Condense the paragraph of the Butler County passage that starts with "The graduate assistants will be coming" into a short bulleted list that keeps its main facts.

Passage shown ->
-- -- --

In the edition of the 2011 Alabama Kids Count, the Voice of Alabama Children advocacy group ranked Butler County 53 out of 67 in the state in the wellbeing of the children in the county. The ranking is based on five indicators that include low weight births, births to unmarried teens, children in single-parent families, children in poverty and the high school graduation rate.

Armed with this information, Hastie decided that he would put something together for Butler County to help the schools as well as the Office of Outreach at Auburn, which was seeking grant applications.

“The nature of my proposal was to get some of my students who are graduating this term, who are interning at the moment, but will be certified teachers working in the schools in Butler County,” Hastie said. “The grant doesn’t pay for a teacher’s a salary but it pays for graduate assistantship.”

It will allow the three graduate assistants to receive free master’s degree tuition while receiving a salary of $1,000 per month. The graduates will take classes online to gain the master’s degree.

“The system gets free teachers and the students get a free master’s degree,” Hastie said. “It’s a win-win.”

The graduate assistants will be coming for the 2012-13 school year. Hastie plans to come to Butler County every two or three weeks to evaluate the program. He will be traveling to Butler County, to provide professional development for current teachers, observe the physical education programs and decide where to spend money to purchase new materials.

“I think there was a commitment from the superintendent’s office and the schools as well to try and see what they could to do to get better,” Hastie said. “I went down there and met with the teachers, and the whole plan is that we can do some professional development that will sustain itself once these three folks are done with the year.”

-- -- --

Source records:
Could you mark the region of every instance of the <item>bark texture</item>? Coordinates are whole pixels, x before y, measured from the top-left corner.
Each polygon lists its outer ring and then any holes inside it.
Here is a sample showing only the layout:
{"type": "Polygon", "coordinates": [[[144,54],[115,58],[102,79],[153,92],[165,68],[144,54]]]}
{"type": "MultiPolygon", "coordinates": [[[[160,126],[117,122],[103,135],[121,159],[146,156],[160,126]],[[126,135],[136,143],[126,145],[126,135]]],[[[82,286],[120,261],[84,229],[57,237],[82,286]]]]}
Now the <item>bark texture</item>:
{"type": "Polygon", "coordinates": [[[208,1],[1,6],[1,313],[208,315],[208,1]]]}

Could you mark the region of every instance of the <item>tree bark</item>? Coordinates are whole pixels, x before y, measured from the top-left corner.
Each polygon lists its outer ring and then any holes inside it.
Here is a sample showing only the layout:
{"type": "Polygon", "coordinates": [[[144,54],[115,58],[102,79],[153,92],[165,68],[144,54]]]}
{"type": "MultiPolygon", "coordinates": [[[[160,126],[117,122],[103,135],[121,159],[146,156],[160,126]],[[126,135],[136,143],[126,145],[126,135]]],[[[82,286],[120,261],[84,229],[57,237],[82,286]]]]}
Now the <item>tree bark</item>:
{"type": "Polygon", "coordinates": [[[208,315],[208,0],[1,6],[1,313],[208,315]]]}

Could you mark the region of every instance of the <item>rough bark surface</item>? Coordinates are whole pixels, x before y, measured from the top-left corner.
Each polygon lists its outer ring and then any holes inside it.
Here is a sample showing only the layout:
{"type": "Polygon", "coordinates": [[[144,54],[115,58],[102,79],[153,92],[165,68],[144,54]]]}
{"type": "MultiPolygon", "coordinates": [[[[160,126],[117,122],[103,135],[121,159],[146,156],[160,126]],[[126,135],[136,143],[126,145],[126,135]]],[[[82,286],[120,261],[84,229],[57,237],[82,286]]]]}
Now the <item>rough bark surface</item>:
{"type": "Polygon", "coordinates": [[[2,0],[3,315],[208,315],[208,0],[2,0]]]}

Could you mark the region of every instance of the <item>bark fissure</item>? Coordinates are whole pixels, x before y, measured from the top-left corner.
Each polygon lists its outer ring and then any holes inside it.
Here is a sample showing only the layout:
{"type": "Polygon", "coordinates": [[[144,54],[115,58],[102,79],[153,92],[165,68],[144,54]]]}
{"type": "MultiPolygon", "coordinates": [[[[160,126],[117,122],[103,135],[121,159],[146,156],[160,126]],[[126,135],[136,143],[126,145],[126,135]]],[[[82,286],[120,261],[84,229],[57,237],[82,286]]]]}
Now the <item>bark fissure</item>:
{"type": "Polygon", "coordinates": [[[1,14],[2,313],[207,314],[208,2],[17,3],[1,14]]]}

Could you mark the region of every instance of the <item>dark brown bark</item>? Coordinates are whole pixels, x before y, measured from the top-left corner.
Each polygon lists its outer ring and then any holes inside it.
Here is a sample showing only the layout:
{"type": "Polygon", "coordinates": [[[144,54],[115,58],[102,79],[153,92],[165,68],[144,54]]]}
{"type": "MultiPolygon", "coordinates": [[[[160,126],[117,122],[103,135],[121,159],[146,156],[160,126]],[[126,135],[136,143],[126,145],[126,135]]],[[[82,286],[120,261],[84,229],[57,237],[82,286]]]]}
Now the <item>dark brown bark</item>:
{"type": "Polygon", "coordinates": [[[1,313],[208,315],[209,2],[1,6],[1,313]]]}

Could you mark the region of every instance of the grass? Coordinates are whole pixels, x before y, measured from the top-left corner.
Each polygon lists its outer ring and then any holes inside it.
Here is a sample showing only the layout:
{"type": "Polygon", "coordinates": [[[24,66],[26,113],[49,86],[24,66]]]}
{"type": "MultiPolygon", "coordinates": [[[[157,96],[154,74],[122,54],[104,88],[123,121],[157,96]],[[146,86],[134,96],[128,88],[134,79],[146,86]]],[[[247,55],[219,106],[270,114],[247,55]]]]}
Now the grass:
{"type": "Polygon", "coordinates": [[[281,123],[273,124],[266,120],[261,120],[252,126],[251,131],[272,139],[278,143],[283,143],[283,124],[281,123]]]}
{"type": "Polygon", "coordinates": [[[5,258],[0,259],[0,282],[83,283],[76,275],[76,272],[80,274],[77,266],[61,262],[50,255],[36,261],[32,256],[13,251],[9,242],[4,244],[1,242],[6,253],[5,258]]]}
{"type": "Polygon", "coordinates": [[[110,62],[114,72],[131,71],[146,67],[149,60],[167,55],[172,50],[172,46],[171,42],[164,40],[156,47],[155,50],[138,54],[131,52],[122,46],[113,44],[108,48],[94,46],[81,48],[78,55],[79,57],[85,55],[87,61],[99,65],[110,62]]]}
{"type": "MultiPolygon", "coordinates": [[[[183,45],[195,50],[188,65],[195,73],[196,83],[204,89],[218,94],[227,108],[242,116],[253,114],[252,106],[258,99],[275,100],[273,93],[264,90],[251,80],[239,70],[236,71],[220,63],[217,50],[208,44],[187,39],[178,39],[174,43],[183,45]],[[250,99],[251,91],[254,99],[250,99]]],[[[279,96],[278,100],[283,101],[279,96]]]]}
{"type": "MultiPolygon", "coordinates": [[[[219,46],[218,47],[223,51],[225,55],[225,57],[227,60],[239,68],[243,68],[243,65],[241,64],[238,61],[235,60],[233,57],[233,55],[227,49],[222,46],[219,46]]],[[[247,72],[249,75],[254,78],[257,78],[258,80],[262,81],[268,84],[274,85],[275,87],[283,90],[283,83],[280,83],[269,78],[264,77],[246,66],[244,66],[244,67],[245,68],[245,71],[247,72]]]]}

-- -- --

Answer to this problem ->
- The graduate assistants will arrive for the 2012-13 school year.
- Hastie plans to visit Butler County every two or three weeks to evaluate the program.
- On these visits he will provide professional development for current teachers.
- He will also observe the physical education programs.
- He will decide where to spend money on new materials.